* start EXCERPT PROVIDED *

I think languages similar to Rust but with less complexity will be a very cool
space to watch going forward. All sorts of interesting language designs
possible.

I’m working on a language that does “Rust-like” things, but unlike the
article, what I am going for is the efficient memory management, in this case
the inline structs (zero cost abstraction) and compile time memory management
(automatic lifetime analysis). The biggest difference with Rust is that it is
fully automatic: when ownership can’t be determined at compile time, by
defaults it falls back to a reference count increase at runtime (in Rust this
would just be an error). The advantage is zero annotations, and a language
that can be used mostly by people that don’t even understand ownership. There
may be ways to explicitly (optionally) enforce ownership in the future, for
those who want more control.

Language: [http://strlen.com/lobster/](http://strlen.com/lobster/) Details on
memory management:
[http://aardappel.github.io/lobster/memory_management.html](http://aardappel.github.io/lobster/memory_management.html)

* end EXCERPT PROVIDED *
* start SUPPLIED DATA *

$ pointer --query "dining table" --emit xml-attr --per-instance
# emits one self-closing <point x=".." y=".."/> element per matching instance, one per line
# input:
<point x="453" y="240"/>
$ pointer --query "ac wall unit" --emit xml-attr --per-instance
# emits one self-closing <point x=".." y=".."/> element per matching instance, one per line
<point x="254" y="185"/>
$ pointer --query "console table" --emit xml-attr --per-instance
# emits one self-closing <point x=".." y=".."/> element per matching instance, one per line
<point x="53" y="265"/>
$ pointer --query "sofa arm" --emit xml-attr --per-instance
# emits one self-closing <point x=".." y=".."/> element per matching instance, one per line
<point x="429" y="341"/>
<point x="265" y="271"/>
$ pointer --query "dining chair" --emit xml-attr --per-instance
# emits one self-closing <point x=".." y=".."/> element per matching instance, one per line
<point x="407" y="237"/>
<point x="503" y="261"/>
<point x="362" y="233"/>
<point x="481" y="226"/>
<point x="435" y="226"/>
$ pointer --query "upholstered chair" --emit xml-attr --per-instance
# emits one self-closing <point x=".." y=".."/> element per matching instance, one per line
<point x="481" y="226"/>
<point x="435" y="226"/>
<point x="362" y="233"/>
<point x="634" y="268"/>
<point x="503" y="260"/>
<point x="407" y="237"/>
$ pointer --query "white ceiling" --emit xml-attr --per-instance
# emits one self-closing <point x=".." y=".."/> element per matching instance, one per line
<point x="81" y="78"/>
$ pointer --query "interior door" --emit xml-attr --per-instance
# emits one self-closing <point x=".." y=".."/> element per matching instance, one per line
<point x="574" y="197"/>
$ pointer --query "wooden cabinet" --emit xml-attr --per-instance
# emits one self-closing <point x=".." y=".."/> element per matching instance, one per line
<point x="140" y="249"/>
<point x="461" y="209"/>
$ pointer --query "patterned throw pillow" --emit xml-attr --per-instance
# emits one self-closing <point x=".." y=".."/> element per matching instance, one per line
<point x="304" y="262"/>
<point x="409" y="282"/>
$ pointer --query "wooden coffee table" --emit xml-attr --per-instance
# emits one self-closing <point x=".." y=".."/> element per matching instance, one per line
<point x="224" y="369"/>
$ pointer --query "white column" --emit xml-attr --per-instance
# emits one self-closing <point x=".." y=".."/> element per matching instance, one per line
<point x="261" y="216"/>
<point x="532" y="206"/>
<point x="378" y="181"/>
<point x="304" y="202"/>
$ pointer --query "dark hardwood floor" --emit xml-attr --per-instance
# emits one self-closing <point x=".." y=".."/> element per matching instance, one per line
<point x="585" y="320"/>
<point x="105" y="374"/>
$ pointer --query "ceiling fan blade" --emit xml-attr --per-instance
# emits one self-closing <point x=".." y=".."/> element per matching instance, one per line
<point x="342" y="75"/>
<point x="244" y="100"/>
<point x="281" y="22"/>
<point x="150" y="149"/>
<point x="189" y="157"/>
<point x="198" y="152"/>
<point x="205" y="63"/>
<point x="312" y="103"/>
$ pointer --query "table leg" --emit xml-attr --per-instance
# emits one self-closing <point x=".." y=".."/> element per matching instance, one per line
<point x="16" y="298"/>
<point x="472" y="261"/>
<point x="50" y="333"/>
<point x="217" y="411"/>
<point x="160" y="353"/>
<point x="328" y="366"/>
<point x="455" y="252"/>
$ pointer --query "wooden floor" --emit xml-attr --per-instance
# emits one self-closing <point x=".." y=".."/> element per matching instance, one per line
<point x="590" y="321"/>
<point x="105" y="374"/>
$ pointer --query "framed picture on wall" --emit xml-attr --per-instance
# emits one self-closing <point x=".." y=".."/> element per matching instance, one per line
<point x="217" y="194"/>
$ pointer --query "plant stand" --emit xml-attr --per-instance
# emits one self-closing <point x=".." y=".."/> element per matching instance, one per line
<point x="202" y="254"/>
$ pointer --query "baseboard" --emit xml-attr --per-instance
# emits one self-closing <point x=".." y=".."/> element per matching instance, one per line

* end SUPPLIED DATA *
* start SUPPLIED DATA *

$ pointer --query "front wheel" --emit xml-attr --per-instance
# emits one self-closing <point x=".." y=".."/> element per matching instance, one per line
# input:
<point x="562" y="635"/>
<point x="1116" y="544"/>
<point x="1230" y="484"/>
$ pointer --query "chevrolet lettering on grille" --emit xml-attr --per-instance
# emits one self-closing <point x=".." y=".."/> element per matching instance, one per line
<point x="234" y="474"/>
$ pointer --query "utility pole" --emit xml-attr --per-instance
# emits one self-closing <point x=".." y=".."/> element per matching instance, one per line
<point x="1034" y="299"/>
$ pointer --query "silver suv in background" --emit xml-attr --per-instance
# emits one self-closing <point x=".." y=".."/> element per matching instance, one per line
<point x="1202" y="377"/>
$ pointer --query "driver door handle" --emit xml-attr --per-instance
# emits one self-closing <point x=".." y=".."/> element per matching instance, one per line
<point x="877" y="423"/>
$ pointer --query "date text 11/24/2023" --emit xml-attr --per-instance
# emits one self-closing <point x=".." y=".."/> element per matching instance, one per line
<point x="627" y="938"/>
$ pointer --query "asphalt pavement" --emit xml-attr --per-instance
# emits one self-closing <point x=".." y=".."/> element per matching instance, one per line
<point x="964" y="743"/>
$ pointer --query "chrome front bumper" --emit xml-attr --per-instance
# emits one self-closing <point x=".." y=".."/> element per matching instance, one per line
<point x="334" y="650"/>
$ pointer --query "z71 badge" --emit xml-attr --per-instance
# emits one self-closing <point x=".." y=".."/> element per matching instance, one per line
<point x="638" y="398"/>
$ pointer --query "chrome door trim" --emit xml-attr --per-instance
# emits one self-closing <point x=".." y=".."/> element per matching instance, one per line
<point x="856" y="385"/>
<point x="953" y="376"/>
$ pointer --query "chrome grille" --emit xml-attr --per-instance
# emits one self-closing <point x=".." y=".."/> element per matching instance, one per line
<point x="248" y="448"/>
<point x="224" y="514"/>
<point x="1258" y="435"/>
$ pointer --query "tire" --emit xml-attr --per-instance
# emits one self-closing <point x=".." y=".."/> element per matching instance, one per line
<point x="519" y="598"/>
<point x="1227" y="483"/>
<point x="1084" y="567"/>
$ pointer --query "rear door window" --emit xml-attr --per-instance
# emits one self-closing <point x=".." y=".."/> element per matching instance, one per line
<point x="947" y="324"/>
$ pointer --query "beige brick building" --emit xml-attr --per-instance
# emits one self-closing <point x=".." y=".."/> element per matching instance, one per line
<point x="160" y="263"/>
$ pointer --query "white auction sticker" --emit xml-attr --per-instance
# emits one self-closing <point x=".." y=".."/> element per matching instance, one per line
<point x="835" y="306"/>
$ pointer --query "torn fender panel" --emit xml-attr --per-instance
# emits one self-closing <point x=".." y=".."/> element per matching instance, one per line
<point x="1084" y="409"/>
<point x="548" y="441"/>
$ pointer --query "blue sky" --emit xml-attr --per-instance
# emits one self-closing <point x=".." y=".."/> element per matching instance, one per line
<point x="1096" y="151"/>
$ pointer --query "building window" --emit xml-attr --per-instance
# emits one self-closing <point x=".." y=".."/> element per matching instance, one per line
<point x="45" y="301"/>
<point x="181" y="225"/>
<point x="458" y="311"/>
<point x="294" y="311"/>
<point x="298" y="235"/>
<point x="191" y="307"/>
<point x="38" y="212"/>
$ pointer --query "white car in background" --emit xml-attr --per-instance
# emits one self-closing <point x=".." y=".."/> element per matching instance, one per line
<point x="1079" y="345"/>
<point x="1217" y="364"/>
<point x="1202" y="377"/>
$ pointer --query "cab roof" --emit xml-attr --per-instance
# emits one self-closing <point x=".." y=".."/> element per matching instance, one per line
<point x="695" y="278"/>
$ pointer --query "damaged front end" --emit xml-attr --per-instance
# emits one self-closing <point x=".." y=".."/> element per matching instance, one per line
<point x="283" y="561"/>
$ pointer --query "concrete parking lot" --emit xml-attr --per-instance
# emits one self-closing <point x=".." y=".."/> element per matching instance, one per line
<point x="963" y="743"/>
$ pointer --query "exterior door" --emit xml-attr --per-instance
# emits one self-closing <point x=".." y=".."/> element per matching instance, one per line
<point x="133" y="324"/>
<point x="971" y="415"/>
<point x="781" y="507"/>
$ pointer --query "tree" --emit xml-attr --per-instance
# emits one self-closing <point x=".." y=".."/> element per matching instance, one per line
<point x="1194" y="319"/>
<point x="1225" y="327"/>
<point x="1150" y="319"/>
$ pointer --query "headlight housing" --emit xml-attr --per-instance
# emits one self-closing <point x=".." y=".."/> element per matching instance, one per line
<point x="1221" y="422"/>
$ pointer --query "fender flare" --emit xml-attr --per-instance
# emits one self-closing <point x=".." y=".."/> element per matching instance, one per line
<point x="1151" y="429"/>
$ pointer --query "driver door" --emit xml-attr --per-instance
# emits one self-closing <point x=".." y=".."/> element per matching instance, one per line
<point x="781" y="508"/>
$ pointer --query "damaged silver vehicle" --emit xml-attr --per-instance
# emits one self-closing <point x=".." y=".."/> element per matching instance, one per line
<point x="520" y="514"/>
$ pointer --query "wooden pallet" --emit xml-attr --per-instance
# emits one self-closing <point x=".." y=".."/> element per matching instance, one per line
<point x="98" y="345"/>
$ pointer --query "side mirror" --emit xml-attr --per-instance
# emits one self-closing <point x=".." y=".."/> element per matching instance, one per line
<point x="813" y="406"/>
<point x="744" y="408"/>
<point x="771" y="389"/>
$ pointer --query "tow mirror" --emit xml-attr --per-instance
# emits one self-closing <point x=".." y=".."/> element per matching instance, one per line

* end SUPPLIED DATA *
* start SUPPLIED DATA *

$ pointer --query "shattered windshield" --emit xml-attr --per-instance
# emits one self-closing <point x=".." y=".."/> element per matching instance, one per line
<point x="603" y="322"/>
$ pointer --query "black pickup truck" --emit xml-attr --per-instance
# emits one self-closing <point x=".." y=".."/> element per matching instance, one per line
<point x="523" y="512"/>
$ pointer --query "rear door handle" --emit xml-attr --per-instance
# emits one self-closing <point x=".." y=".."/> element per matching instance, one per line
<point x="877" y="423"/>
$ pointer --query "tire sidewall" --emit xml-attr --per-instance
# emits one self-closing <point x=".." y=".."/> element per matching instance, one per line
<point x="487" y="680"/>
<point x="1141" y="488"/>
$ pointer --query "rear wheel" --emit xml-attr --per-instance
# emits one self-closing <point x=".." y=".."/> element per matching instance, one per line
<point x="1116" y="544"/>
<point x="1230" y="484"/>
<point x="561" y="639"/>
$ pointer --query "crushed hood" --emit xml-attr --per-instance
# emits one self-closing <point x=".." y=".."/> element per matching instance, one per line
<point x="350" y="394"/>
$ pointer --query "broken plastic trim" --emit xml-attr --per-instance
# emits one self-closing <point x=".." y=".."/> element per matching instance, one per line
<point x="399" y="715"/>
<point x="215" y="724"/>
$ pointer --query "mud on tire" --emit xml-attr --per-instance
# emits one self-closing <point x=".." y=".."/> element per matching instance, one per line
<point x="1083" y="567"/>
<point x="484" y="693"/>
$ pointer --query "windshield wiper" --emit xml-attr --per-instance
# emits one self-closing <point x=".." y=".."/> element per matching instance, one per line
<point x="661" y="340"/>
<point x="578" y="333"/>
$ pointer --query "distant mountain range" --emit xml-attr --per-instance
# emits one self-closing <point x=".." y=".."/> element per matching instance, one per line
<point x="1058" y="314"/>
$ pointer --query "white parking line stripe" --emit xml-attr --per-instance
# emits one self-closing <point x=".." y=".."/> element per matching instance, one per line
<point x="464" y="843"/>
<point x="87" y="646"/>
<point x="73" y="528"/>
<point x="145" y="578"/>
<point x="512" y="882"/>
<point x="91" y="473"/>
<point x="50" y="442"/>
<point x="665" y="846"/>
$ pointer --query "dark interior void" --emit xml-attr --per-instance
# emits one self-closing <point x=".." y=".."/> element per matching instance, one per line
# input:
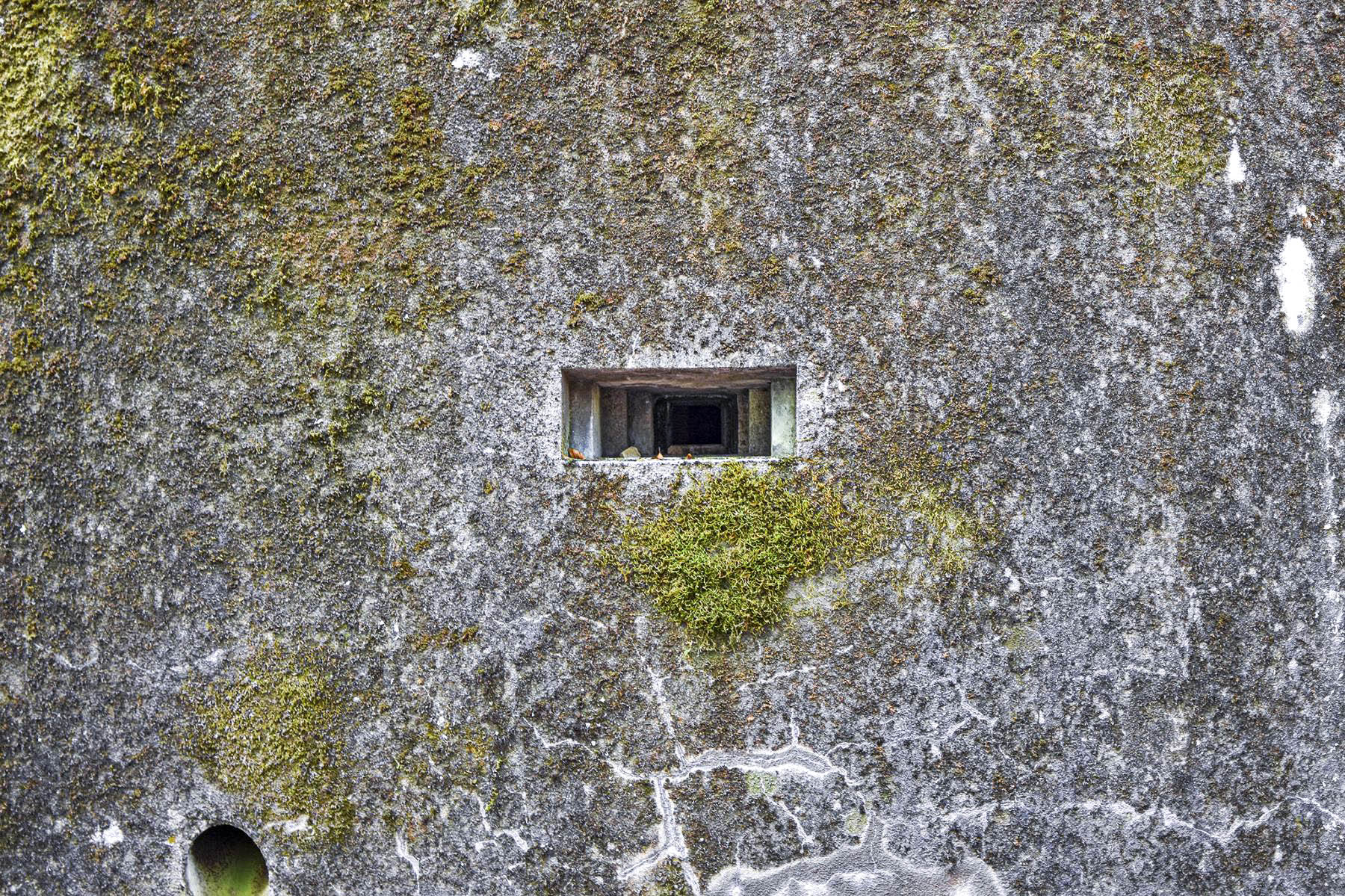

* end SUPPLIED DATA *

* [WHAT TO WORK ON]:
Continue the forum post about a Rust-like language with automatic memory management from the point at which it ends. The records are drawn from a separate source and bear no relation to the text.

* [ANSWER TO THE EXERCISE]:
------
nixpulvis
> As I said once, pure functional programming is an ingenious trick to show
> you can code without mutation, but Rust is an even cleverer trick to show
> you can just have mutation.

Yea, I like this.

------
coldtea
> _In other words, the core, commonly identified “hard part” of Rust -
> ownership and borrowing - is essentially applicable for any attempt to make
> checking the correctness of an imperative program tractable. So trying to
> get rid of it would be missing the real insight of Rust, and not building on
> the foundations Rust has laid out._

Sure, but people wanting a smaller Rust might not care about the "real insight
of Rust", but of the surface syntax, speed, apis, tooling (e.g. cargo), and so
on...

I'd like a Rust like language that's GCed for example, and drops all the
lifetime annotations and so on...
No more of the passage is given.